DOCUMENT SEGMENT:
Environment ministers discussed the draft law on Monday, which was proposed after a record 19 member states opposed approving cultivation of a GM maize variety last month . Under EU rules that weight countries’ votes according to population size, the vote was a stalemate, meaning that the European Commission would have to approve the maize by default.
Currently, eight countries have effectively banned cultivation of GM crops in Europe – Poland, France, Germany, Austria, Hungary, Luxembourg, Greece and Bulgaria – but they have only been able to do so if they can prove that a crop could be harmful (Poland, for example, has said that GM maize pollen might find its way into honey), or by invoking a so-called ‘safeguard clause’ spelling out why a particular crop might pose a risk to health or the environment. However, this safeguard clause has not been backed by the European Food Safety Authority (EFSA).
Yesterday’s council meeting confirmed that environment ministers were willing to reopen discussions on proposals to allow member states to restrict cultivation of GM crops on their territories on grounds other than health and environmental risks.
Referring to the proposal, Greenpeace EU agriculture policy director Marco Contiero said: “It would expose countries that want to ban GM crops to legal challenges and force them to do deals with biotech lobbyists behind closed doors. A legally solid GM ban should be based on the environmental and health dangers linked to GM crops. Anything less would not stand up to legal scrutiny.”

MATERIAL SHOWN:
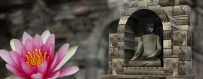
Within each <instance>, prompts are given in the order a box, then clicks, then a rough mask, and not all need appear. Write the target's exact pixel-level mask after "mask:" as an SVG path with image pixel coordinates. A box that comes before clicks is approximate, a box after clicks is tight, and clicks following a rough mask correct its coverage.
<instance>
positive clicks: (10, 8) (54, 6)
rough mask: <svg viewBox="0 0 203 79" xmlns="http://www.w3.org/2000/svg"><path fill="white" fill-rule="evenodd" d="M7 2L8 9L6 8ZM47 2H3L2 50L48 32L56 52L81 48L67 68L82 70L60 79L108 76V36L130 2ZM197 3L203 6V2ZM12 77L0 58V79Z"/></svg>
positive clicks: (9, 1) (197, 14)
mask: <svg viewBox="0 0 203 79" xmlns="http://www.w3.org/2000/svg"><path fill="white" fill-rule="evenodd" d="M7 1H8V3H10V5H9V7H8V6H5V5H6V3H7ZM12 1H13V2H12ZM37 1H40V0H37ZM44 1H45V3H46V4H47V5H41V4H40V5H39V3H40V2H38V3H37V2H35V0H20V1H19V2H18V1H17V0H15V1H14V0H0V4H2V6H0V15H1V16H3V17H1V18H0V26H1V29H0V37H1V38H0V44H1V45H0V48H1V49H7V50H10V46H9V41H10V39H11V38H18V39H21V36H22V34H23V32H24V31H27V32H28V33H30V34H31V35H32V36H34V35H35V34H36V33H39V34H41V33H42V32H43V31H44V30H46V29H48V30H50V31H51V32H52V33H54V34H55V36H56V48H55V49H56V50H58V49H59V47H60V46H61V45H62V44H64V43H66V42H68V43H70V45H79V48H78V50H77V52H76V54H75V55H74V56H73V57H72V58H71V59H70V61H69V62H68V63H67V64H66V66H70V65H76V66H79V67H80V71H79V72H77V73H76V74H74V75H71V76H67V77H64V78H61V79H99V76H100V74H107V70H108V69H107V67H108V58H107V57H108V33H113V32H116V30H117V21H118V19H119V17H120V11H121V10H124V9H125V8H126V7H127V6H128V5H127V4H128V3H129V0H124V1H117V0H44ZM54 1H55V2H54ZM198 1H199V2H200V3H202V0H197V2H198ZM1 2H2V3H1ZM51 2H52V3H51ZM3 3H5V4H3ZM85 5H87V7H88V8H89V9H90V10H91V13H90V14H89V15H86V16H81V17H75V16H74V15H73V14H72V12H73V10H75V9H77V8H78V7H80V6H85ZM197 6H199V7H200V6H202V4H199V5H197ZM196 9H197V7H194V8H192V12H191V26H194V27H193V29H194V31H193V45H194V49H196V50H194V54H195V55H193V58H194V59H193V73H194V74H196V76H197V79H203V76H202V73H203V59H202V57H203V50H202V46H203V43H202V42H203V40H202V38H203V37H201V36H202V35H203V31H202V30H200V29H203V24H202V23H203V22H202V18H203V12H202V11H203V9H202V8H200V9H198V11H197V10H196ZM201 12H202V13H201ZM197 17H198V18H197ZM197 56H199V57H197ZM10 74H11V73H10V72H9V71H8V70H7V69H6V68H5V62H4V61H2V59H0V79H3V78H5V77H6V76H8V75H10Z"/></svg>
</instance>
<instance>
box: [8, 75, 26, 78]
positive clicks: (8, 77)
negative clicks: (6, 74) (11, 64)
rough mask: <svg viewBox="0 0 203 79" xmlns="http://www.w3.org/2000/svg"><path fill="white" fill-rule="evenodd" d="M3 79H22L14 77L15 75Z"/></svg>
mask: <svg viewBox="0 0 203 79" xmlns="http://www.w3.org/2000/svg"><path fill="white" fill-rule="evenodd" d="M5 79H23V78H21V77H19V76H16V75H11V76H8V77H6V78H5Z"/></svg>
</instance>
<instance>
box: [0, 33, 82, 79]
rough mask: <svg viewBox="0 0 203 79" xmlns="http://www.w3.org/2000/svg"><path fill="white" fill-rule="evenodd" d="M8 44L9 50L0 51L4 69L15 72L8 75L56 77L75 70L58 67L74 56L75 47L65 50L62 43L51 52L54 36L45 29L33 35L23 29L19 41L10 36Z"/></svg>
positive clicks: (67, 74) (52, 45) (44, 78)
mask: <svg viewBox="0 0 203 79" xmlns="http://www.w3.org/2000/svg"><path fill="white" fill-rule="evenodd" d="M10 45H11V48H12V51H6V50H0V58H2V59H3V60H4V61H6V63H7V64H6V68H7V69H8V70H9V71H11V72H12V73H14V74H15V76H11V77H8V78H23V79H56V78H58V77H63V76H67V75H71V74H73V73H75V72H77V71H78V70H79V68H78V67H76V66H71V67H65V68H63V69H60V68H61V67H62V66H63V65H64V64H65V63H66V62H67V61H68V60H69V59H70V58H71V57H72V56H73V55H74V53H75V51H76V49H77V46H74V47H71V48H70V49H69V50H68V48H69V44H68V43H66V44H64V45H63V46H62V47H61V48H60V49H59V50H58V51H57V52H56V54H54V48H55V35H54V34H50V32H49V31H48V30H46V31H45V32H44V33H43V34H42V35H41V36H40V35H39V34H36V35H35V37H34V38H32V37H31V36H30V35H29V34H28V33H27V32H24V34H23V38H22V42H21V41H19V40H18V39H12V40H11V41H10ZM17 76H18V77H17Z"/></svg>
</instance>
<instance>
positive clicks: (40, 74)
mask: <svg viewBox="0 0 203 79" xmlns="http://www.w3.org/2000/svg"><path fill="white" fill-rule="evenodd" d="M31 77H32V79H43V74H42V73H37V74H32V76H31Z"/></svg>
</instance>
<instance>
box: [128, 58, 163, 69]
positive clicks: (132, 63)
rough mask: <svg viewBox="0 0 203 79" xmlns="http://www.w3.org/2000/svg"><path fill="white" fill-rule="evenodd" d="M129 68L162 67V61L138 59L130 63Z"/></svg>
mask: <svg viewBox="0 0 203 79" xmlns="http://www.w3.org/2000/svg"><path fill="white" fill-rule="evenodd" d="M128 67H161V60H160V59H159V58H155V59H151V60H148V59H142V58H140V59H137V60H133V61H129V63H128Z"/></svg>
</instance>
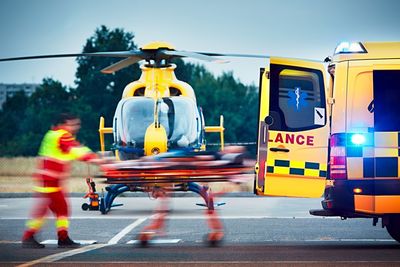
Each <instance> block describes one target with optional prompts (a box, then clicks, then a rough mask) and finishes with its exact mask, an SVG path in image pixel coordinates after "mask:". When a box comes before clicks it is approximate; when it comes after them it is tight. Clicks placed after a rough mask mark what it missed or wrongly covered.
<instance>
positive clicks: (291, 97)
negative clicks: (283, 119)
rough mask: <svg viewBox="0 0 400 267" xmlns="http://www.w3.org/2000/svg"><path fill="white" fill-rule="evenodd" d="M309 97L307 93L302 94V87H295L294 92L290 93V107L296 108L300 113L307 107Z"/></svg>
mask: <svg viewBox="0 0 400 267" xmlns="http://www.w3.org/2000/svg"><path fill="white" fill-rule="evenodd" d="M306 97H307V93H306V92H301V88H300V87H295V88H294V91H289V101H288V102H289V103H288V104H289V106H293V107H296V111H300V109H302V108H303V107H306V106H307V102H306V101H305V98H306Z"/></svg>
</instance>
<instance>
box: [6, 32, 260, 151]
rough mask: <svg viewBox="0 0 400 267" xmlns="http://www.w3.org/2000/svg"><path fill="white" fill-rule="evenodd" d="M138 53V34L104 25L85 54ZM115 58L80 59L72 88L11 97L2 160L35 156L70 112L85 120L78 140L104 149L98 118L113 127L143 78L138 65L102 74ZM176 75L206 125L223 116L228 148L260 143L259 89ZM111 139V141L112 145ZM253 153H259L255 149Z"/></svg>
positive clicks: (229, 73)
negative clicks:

...

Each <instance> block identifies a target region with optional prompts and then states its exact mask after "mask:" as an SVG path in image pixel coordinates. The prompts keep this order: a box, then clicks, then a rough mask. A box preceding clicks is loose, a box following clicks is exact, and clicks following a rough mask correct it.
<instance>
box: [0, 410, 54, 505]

---

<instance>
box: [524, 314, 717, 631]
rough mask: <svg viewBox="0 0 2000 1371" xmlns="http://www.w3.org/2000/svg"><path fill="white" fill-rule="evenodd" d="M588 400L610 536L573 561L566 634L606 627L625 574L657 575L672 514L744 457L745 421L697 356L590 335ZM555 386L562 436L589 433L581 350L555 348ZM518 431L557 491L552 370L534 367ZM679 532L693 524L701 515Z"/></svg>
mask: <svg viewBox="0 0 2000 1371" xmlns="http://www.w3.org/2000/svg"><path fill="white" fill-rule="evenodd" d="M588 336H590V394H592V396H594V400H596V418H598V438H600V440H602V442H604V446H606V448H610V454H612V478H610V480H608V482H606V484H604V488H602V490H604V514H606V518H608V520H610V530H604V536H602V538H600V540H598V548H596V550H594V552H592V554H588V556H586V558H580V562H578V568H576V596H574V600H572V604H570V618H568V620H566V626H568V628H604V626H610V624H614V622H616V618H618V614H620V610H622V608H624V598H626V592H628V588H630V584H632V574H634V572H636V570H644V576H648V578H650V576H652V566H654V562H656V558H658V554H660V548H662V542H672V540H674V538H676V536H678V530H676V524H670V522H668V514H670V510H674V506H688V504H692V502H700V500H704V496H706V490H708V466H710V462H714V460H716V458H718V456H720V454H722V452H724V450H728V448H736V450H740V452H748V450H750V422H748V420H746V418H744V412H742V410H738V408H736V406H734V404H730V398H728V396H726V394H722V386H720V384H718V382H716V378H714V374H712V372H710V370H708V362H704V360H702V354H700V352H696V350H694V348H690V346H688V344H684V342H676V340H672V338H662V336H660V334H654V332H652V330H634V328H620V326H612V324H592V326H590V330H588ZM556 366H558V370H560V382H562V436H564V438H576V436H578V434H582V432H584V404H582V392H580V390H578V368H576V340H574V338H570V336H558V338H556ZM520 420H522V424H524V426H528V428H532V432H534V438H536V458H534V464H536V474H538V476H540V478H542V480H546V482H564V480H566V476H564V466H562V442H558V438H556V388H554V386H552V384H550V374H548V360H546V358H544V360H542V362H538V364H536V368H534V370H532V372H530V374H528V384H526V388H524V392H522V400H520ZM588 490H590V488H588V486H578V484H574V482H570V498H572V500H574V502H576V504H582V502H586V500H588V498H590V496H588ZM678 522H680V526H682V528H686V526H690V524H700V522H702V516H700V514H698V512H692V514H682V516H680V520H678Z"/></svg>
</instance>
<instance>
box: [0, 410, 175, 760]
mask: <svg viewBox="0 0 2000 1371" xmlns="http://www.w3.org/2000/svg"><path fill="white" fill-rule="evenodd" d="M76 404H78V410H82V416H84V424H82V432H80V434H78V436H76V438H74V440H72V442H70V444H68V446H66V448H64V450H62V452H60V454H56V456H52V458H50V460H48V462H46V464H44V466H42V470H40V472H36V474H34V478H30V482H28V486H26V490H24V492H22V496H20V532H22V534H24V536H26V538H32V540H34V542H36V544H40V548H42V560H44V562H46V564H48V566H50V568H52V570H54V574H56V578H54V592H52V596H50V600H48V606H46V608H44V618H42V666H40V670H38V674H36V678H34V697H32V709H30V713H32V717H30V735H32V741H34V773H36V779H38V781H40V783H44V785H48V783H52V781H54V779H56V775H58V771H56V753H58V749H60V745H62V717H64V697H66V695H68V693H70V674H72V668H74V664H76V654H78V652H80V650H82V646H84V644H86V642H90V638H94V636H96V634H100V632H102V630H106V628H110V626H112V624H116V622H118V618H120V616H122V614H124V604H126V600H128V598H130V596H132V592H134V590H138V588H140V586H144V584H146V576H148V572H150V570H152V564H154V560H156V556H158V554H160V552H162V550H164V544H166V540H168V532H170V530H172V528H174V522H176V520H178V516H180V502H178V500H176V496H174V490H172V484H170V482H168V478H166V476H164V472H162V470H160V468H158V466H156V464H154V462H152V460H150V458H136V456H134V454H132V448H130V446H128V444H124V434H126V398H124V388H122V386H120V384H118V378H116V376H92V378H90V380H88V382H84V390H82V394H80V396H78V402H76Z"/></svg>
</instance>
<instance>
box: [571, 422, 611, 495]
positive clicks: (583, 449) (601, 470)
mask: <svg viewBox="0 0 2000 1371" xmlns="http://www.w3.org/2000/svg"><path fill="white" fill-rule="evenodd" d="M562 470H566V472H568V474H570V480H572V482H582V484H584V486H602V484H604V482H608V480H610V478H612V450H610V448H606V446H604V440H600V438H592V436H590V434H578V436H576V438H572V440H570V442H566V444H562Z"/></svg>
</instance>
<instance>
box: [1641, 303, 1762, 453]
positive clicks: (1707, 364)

WHAT THE TASK ASKS:
Decide whether each statement below agrees with the article on the draft EU law about GM crops. Answer yes or no for each, and quote the words from the article that decide it.
1. A record 19 member states opposed approving cultivation of a GM maize variety last month.
2. The European Food Safety Authority has backed the safeguard clause.
3. Marco Contiero said a legally solid GM ban should be based on economic grounds.

COMPLETED EXERCISE:
1. Yes: "a record 19 member states opposed approving cultivation of a GM maize variety last month"
2. No: "this safeguard clause has not been backed by the European Food Safety Authority (EFSA)"
3. No: "A legally solid GM ban should be based on the environmental and health dangers linked to GM crops."